Your goal:
Could you rewrite the records below with "per instance" changed to "per object" everywhere and nothing else altered? Leave the pictures out of your answer.
START Raw records
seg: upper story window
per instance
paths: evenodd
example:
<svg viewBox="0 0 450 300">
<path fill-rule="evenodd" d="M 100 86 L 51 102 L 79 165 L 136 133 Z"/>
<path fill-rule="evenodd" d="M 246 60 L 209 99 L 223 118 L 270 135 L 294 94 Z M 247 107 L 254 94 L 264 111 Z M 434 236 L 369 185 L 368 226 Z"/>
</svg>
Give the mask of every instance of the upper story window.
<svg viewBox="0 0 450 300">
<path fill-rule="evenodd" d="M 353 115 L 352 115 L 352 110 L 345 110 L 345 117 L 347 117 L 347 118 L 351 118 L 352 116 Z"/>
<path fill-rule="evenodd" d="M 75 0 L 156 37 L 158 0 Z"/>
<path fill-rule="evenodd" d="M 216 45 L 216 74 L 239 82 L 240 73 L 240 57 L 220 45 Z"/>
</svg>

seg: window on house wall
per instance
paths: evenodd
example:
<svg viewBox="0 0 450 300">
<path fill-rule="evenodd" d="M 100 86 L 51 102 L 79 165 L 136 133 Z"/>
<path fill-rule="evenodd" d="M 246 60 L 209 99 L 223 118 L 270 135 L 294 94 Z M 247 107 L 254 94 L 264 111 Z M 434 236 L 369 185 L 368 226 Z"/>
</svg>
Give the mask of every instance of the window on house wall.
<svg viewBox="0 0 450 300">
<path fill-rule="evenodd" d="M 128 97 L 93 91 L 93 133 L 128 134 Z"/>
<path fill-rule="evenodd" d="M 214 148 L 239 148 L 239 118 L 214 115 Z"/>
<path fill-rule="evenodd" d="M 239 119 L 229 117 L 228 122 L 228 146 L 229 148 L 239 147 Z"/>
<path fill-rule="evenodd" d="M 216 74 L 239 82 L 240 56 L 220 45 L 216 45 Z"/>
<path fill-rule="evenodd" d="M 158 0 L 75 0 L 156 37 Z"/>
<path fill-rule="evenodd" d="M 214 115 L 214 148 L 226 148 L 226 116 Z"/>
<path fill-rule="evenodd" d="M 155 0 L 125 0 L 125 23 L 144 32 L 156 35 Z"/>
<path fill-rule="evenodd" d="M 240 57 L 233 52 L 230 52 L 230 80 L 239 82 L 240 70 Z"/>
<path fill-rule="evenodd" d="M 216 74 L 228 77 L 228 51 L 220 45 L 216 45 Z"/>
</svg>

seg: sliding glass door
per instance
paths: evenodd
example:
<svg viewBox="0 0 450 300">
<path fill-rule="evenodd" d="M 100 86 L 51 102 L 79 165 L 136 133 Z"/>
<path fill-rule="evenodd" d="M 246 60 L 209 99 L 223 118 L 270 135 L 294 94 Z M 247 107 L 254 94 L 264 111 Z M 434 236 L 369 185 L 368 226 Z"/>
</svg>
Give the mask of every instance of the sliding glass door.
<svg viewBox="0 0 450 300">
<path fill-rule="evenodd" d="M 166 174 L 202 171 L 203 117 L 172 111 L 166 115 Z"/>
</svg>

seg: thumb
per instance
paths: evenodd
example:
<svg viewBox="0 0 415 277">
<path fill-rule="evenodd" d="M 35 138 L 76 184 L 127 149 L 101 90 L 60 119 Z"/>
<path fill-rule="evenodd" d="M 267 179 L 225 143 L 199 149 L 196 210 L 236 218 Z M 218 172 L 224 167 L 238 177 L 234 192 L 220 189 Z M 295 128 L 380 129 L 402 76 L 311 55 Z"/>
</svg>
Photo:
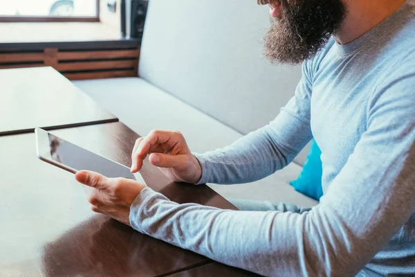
END Raw records
Response:
seg: upper story window
per object
paths: evenodd
example:
<svg viewBox="0 0 450 300">
<path fill-rule="evenodd" d="M 100 86 L 51 102 L 79 165 L 136 133 Z"/>
<path fill-rule="evenodd" d="M 246 60 L 209 99 L 223 118 L 270 135 L 294 94 Z M 247 107 L 254 94 L 264 111 Z M 434 236 L 369 185 L 368 226 Z"/>
</svg>
Give the mask of every instance of the upper story window.
<svg viewBox="0 0 450 300">
<path fill-rule="evenodd" d="M 353 115 L 352 115 L 352 110 L 345 110 L 345 117 L 347 117 L 347 118 L 351 118 L 352 116 Z"/>
<path fill-rule="evenodd" d="M 75 0 L 156 37 L 158 0 Z"/>
<path fill-rule="evenodd" d="M 216 45 L 216 74 L 239 82 L 240 73 L 240 57 L 220 45 Z"/>
</svg>

seg: window on house wall
per object
paths: evenodd
example:
<svg viewBox="0 0 450 300">
<path fill-rule="evenodd" d="M 100 86 L 51 102 L 79 165 L 136 133 Z"/>
<path fill-rule="evenodd" d="M 246 60 L 209 99 L 223 118 L 270 135 L 294 94 Z M 247 107 L 254 94 L 264 111 Z M 434 236 L 369 185 L 368 226 Z"/>
</svg>
Give the mask of every instance of the window on house wall.
<svg viewBox="0 0 450 300">
<path fill-rule="evenodd" d="M 128 97 L 93 91 L 93 133 L 128 134 Z"/>
<path fill-rule="evenodd" d="M 214 148 L 239 148 L 239 118 L 214 115 Z"/>
<path fill-rule="evenodd" d="M 239 119 L 229 117 L 228 122 L 228 146 L 229 148 L 239 147 Z"/>
<path fill-rule="evenodd" d="M 216 74 L 239 82 L 240 56 L 220 45 L 216 45 Z"/>
<path fill-rule="evenodd" d="M 158 0 L 75 0 L 156 37 Z"/>
<path fill-rule="evenodd" d="M 214 115 L 214 148 L 226 148 L 226 116 Z"/>
<path fill-rule="evenodd" d="M 155 0 L 125 0 L 125 23 L 144 32 L 156 35 Z"/>
<path fill-rule="evenodd" d="M 240 57 L 233 52 L 230 52 L 230 80 L 239 82 L 240 70 Z"/>
<path fill-rule="evenodd" d="M 216 74 L 228 77 L 228 51 L 220 45 L 216 45 Z"/>
</svg>

seg: sliding glass door
per object
paths: evenodd
example:
<svg viewBox="0 0 450 300">
<path fill-rule="evenodd" d="M 100 86 L 51 102 L 79 165 L 136 133 Z"/>
<path fill-rule="evenodd" d="M 246 60 L 209 99 L 223 118 L 270 135 L 294 94 Z M 247 107 L 254 94 L 264 111 Z M 434 236 L 369 185 L 368 226 Z"/>
</svg>
Give the mask of every instance of the sliding glass door.
<svg viewBox="0 0 450 300">
<path fill-rule="evenodd" d="M 166 174 L 202 171 L 203 117 L 172 111 L 166 115 Z"/>
</svg>

seg: thumb
per object
paths: evenodd
example:
<svg viewBox="0 0 415 277">
<path fill-rule="evenodd" d="M 35 138 L 76 184 L 127 149 L 101 90 L 60 119 Z"/>
<path fill-rule="evenodd" d="M 267 179 L 225 143 L 199 149 L 196 210 L 236 218 Z M 218 172 L 224 167 L 238 177 L 234 192 L 220 189 Z M 295 128 L 380 129 L 402 76 L 311 55 Z"/>
</svg>
Photo:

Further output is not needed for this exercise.